#### Quoted passage:
====

Letter to the Editor: diagnostic sensitivity of ChatGPT for detecting hemorrhages in cranial computed tomography scans

Ali Salbas; Raşit Eren Büyüktoka; Ali Murat Koc

doi:10.4274/dir.2026.263839

Dear Editor,

We read the article by Bayar-Kapıcı et al.¹ regarding the diagnostic sensitivity of ChatGPT for detecting hemorrhages in cranial computed tomography (CT) scans with great interest. This study provides valuable insights into how large language models (LLMs) might support radiologists in acute clinical settings. As researchers focused on the intersection of artificial intelligence and radiology, we appreciate this contribution to the literature. Studies exploring the diagnostic boundaries of these systems are essential for understanding their potential and limitations. Recent studies indicate that multimodal LLMs demonstrate more limited performance in image interpretation than text-based reasoning.^2-4 The findings of Bayar-Kapıcı et al.¹ reflect these diagnostic limitations within the context of cranial CT scans.

====

#### Study material:
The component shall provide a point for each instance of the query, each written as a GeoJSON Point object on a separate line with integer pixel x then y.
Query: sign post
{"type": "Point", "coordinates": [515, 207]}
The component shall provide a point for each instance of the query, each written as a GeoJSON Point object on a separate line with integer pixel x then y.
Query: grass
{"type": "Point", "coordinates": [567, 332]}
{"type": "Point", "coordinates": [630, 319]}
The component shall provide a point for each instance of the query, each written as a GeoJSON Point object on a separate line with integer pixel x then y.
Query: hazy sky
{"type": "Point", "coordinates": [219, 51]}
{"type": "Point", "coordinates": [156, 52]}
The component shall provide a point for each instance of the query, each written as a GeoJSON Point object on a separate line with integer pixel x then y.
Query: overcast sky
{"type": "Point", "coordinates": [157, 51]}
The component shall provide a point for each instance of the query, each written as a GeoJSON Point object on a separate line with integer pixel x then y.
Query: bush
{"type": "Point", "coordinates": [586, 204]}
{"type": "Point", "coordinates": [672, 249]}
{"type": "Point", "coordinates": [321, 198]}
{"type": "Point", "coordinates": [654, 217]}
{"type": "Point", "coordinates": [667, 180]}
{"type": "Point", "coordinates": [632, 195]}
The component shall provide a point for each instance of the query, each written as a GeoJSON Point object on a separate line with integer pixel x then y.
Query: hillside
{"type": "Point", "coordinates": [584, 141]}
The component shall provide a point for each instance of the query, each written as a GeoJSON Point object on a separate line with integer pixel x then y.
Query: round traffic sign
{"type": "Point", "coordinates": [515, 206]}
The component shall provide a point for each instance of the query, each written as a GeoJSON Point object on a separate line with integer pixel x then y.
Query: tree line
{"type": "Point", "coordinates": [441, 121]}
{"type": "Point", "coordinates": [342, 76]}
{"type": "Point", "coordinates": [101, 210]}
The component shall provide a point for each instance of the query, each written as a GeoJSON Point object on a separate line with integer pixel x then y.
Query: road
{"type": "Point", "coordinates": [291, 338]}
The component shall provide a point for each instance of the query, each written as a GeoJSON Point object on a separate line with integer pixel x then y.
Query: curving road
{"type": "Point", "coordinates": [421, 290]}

====

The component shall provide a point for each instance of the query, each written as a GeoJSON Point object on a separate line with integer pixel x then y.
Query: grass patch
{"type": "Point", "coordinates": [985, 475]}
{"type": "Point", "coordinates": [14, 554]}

====

#### Problems to solve:
1 > In the letter on ChatGPT's sensitivity for detecting hemorrhages in cranial CT scans, what do recent studies indicate about multimodal large language models?
2 > Continue the letter on ChatGPT's sensitivity for detecting hemorrhages in cranial CT scans from its last sentence.

#### Written responses:
1 > They show more limited performance in image interpretation than in text-based reasoning.

2 >
To facilitate a more nuanced understanding of the results presented and to support the reproducibility of this research, we believe that certain technical and procedural aspects warrant further clarification. Given that the figures in the article appear to reflect the web-based version of ChatGPT, we were curious if a new chat session was started for each of the 216 images. If multiple cases were analyzed within a single session, the model may have been influenced by prior contextual information, which could, in turn, affect diagnostic accuracy in subsequent questions.

Furthermore, just as specific window settings and slice thickness are essential for clinical interpretation by radiologists, these parameters may substantially influence how LLMs process and identify findings in radiological images. Information regarding these technical standards would be highly beneficial for future comparative studies.

Regarding the model version, although the study refers to ChatGPT-4V, the research timeline from March to May 2025 suggests the potential use of more recent iterations. Considering that ChatGPT-4o was introduced in May 2024 and GPT-4.5 in February 2025, it is possible that one of these later versions was the model actually utilized during the data collection period.⁵ Clarifying the specific version used would provide essential context for future benchmarking and would be particularly helpful for meta-analyses evaluating the evolution of model performance in neuroimaging.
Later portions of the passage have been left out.